#### [Document passage]
As long as you can start, you are all right. The juice will come.
—Ernest Hemingway (1899–1961) American Author, Journalist, Short Story Writer
That is the principal thing: not to remain with the dream, with the intention, with the being in the mood, but always forcibly to convert it into all things.
—Rainer Maria Rilke (1875–1926) Austrian Poet
Words are mere bubbles of water, but deeds are drops of gold.
—Chinese Proverb
Make up your mind to act decidedly and take the consequences. No good is ever done in this world by hesitation.
—Thomas Henry Huxley (1825–95) English Biologist
If a man wants his dreams to come true, he must wake up.
—Unknown
The way to get ahead is to start now. If you start now, you will know a lot next year that you don’t know now and that you would not have known next year if you had waited.
—William Feather (1889–1981) American Publisher, Author
With mere good intentions hell is Proverbially paved.
—William James (1842–1910) American Philosopher, Psychologist, Physician
He who is outside the door has already a good part of his journey behind him.
—Dutch Proverb
Indifference and inaction must always pay a penalty.
—William Feather (1889–1981) American Publisher, Author
One’s feelings waste themselves in words; they ought all to be distilled into action … which bring results.
—Florence Nightingale (1820–1910) English Nurse
Men are alike in their promises. It is only in their deeds that they differ.
—Moliere (1622–73) French Playwright
Unless a capacity for thinking be accompanied by a capacity for action, a superior mind exists in torture.
—Benedetto Croce (1866–1952) Italian Philosopher, Literary Critic
Shun idleness. It is a rust that attaches itself to the most brilliant metals.
—Voltaire (1694–1778) French Philosopher, Author
The hour is ripe, and yonder lies the way.
—Virgil (70–19 BCE) Roman Poet
Inspirations never go in for long engagements; they demand immediate marriage to action.

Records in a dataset
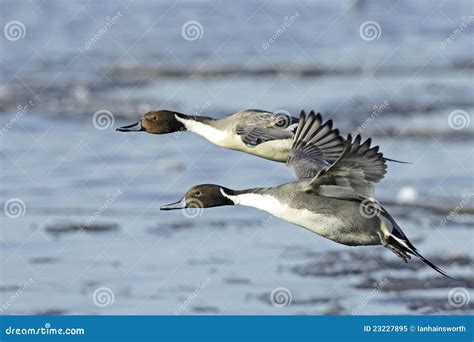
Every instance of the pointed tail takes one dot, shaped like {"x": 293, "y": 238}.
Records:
{"x": 398, "y": 243}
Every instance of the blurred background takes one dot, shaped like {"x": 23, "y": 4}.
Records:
{"x": 81, "y": 231}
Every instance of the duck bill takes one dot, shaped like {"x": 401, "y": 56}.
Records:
{"x": 181, "y": 204}
{"x": 136, "y": 127}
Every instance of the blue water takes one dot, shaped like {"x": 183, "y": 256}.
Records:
{"x": 226, "y": 260}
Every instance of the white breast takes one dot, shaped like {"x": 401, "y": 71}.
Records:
{"x": 321, "y": 224}
{"x": 210, "y": 133}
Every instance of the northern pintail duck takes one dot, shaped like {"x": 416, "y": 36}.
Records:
{"x": 265, "y": 134}
{"x": 332, "y": 197}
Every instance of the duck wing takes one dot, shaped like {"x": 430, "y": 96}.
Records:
{"x": 316, "y": 146}
{"x": 256, "y": 127}
{"x": 353, "y": 174}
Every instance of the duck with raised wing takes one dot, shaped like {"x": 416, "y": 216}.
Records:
{"x": 332, "y": 197}
{"x": 262, "y": 133}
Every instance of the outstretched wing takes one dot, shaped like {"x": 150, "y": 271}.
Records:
{"x": 354, "y": 173}
{"x": 315, "y": 146}
{"x": 259, "y": 126}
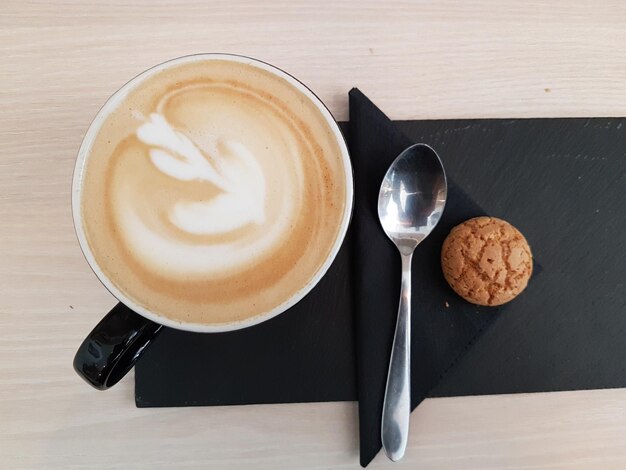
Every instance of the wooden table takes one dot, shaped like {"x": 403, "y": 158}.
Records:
{"x": 60, "y": 61}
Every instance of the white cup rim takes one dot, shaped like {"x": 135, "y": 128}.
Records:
{"x": 77, "y": 180}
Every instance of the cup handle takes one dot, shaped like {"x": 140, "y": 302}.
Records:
{"x": 114, "y": 346}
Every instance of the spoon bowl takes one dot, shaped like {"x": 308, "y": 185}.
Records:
{"x": 410, "y": 203}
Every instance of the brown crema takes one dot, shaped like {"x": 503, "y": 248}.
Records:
{"x": 213, "y": 193}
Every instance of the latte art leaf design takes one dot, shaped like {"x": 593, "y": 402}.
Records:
{"x": 233, "y": 169}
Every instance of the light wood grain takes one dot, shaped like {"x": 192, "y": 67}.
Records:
{"x": 59, "y": 61}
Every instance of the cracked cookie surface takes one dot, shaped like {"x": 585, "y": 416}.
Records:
{"x": 486, "y": 261}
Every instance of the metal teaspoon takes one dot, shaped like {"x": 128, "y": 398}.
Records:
{"x": 410, "y": 203}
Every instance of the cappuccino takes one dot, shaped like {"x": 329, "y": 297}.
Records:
{"x": 213, "y": 192}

#### [Tasks for this exercise]
a - Answer these questions about the collection of quotations on action:
(i) Which proverb says that words are "mere bubbles of water"?
(ii) How does the collection identify Florence Nightingale?
(iii) In the line attributed to Voltaire, what does idleness attach itself to?
b - Extend the collection of quotations on action, picking up after its final line.

#### [Task results]
a -
(i) A Chinese proverb.
(ii) As an English nurse who lived from 1820 to 1910.
(iii) The most brilliant metals.

b -
—Brendan Behan (1923–64) Irish Poet, Novelist, Playwright
Delay not to seize the hour.
—Aeschylus (525–456 BCE) Greek Playwright
To avoid an occasion for our virtues is a worse degree of failure than to push forward pluckily and make a fall.
—Robert Louis Stevenson (1850–94) Scottish Novelist
Life is essentially a series of events to be lived through rather than intellectual riddles to be played with and solved.
—George Arthur Buttrick (1892–1980) American Protestant Theologian
In the arena of human life the honors and rewards fall to those who show their good qualities in action.
—Aristotle (384BCE–322BCE) Ancient Greek Philosopher, Scholar
In putting off what one has to do, one runs the risk of never being able to do it.
—Charles Baudelaire (1821–67) French Poet, Art Critic, Essayist, Translator
I myself must mix with action lest I wither by despair.
—Alfred, Lord Tennyson (1809–92) British Poet
To know just what has do be done, then to do it, comprises the whole philosophy of practical life.
—William Osler (1849–1919) Canadian Physician
To do anything truly worth doing, I must not stand back shivering and thinking of the cold and danger, but jump in with gusto and scramble through as well as I can.
—Og Mandino (1923–96) American Self-Help Author
To be always intending to live a new life, but never to find time to set about it; this is as if a man should put off eating and drinking and sleeping from one day and night to another, till he is starved and destroyed.
—John Tillotson
If you can talk brilliantly about a problem, it can create the consoling illusion that it has been mastered.
—Stanley Kubrick (1928–99) American Film Director, Producer
Eighty percent of success is showing up.
—Woody Allen (b.1935) American Film Actor, Director
Boast not of what thou would’st have done, but do.
—John Milton (1608–74) English Poet, Civil Servant, Scholar, Debater
This is a world of action, and not for moping and droning in.
—Charles Dickens (1812–70) English Novelist
One of the reasons why so few of us ever act, instead of react, is because we are continually stifling our deepest impulses.
—Henry Miller (1891–1980) American Novelist
He that is overcautious will accomplish but very little.